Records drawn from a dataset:
+ + + + + + +
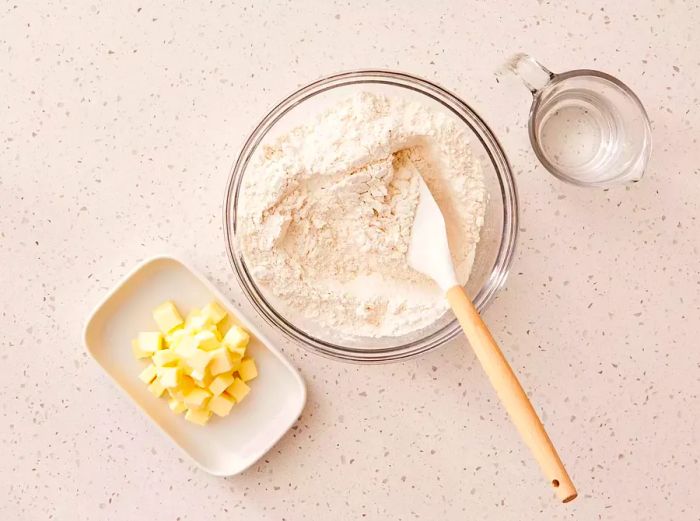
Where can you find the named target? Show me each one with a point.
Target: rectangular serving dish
(225, 446)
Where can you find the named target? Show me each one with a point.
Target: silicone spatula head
(429, 251)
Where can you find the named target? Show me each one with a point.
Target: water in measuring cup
(581, 135)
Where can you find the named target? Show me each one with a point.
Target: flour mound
(326, 215)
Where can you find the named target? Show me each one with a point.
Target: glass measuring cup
(586, 127)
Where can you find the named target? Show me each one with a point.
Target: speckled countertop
(118, 124)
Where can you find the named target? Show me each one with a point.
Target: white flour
(325, 221)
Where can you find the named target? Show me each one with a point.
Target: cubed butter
(200, 417)
(186, 385)
(221, 405)
(206, 340)
(214, 312)
(220, 383)
(236, 340)
(197, 398)
(194, 361)
(169, 377)
(167, 317)
(174, 338)
(203, 381)
(176, 405)
(199, 360)
(221, 361)
(138, 352)
(150, 341)
(156, 389)
(165, 357)
(185, 347)
(238, 389)
(247, 370)
(148, 374)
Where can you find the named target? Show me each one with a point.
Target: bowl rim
(459, 108)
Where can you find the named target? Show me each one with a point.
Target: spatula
(429, 253)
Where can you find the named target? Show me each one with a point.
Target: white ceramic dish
(226, 445)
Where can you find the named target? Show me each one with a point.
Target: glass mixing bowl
(494, 251)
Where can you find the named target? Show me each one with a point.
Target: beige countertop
(119, 122)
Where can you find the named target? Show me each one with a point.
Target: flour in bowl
(325, 216)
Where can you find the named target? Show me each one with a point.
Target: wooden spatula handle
(511, 393)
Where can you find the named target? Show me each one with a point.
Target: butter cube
(238, 389)
(176, 405)
(200, 417)
(215, 331)
(148, 374)
(199, 361)
(174, 338)
(165, 357)
(185, 348)
(236, 339)
(167, 316)
(220, 383)
(138, 352)
(150, 341)
(169, 377)
(203, 381)
(247, 370)
(221, 405)
(156, 389)
(214, 312)
(206, 340)
(186, 385)
(197, 398)
(221, 362)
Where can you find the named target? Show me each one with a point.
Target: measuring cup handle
(532, 73)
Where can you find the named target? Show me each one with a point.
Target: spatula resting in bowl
(429, 253)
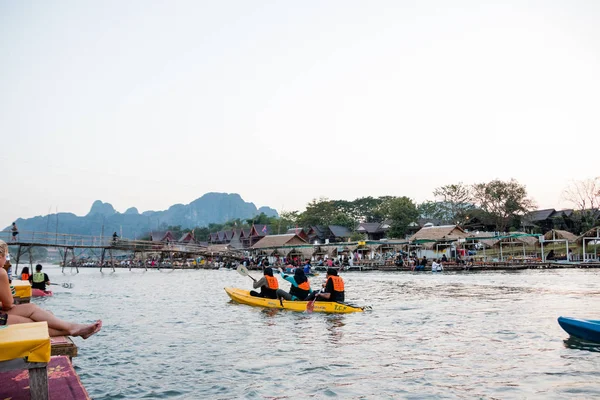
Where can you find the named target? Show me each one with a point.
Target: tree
(318, 212)
(455, 201)
(503, 200)
(433, 210)
(365, 209)
(585, 195)
(402, 211)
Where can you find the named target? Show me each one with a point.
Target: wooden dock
(63, 383)
(104, 248)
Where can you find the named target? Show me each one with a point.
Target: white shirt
(436, 267)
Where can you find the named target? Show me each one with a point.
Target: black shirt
(40, 285)
(335, 296)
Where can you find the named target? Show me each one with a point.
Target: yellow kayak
(243, 297)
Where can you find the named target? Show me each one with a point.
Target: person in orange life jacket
(38, 279)
(334, 288)
(268, 284)
(300, 288)
(25, 274)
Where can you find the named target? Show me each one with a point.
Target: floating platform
(63, 382)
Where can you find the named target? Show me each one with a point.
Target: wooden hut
(373, 230)
(275, 241)
(236, 239)
(298, 231)
(187, 237)
(591, 237)
(257, 233)
(521, 239)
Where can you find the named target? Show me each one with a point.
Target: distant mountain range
(210, 208)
+ + + + + + +
* _Assignment_
Will you set down the records word for word while leaving out every picture?

* _Problem solution_
Where can you find the named target? Show me each one with a point.
Target: rectangular serving dish
(225, 446)
Where can you find the named target? Show me each one with a point.
Target: silicone spatula head
(429, 251)
Where can you find the named target? Show me each one with a point.
Target: water in measuring cup
(581, 135)
Where can you find the named target? Show me each one with a point.
Target: flour mound
(326, 215)
Where can you find the named target? Show me each one with a point.
Target: glass measuring cup
(586, 127)
Where can you find the named target? Show me each one with a point.
Target: speckled countertop
(118, 124)
Where can you find the named target? Show me each one with a point.
Target: white flour
(325, 221)
Where can you find the named target? Show me each one with a point.
Target: cubed butter
(200, 417)
(186, 385)
(221, 405)
(206, 340)
(214, 312)
(220, 383)
(236, 340)
(197, 398)
(194, 361)
(169, 377)
(167, 317)
(174, 338)
(203, 381)
(176, 405)
(199, 360)
(221, 361)
(138, 352)
(150, 341)
(156, 389)
(165, 357)
(185, 347)
(238, 389)
(247, 370)
(148, 374)
Where can you find the named target? Show me each one with a point.
Target: bowl rim
(459, 108)
Where can you find the named target? Show me each one with a point.
Target: spatula
(429, 253)
Where can you find the named target? Show me each one with a point.
Target: white ceramic dish
(226, 445)
Where can you find the named target? Show me each one with a point.
Target: glass mixing bowl
(494, 251)
Where can you find the named target? Show me each one with a point.
Target: beige countertop
(119, 122)
Where can you find the named target? Show me each one with a point.
Target: flour in bowl
(325, 216)
Where can you find the named target? Show me each one with a point.
Target: wooden spatula handle
(511, 393)
Where can you find the named target? Show me each one with a point.
Target: butter cube
(238, 389)
(176, 405)
(200, 417)
(215, 331)
(148, 374)
(199, 361)
(174, 338)
(165, 357)
(185, 348)
(236, 339)
(167, 316)
(220, 383)
(138, 352)
(150, 341)
(169, 377)
(203, 381)
(247, 370)
(221, 405)
(156, 389)
(214, 312)
(206, 340)
(186, 385)
(197, 398)
(221, 362)
Where can you find the named target? Show me each one with a point.
Target: measuring cup handle
(532, 73)
Where can you find the named target? Show me each one with a point.
Target: spatula resting in bowl
(429, 253)
Where can you find the named target? Show me each one with a point.
Target: tree
(318, 212)
(455, 201)
(503, 200)
(433, 210)
(365, 209)
(585, 195)
(402, 211)
Where can you find the named target? Show me each one with a point.
Target: wooden dock
(63, 383)
(104, 248)
Where can you find the named target? Show me each one with a point.
Target: white shirt
(436, 267)
Where can you find the named target? Show me each one with a point.
Target: black shirt
(40, 285)
(335, 296)
Where can you find the named target? Show me each one with a point.
Target: yellow kayak
(243, 297)
Where can you find the named target? Show me each one with a point.
Target: person in orange life jacket
(38, 279)
(334, 288)
(268, 284)
(300, 288)
(25, 274)
Where can you find the named target? Show me each one with a point.
Target: floating platform
(63, 382)
Where can you find the named target? Show me each one with a point.
Target: wooden hut
(373, 230)
(275, 241)
(236, 239)
(298, 231)
(187, 237)
(591, 237)
(257, 233)
(521, 239)
Where can you find the named target? Show me each one with a point.
Target: distant mountain range
(210, 208)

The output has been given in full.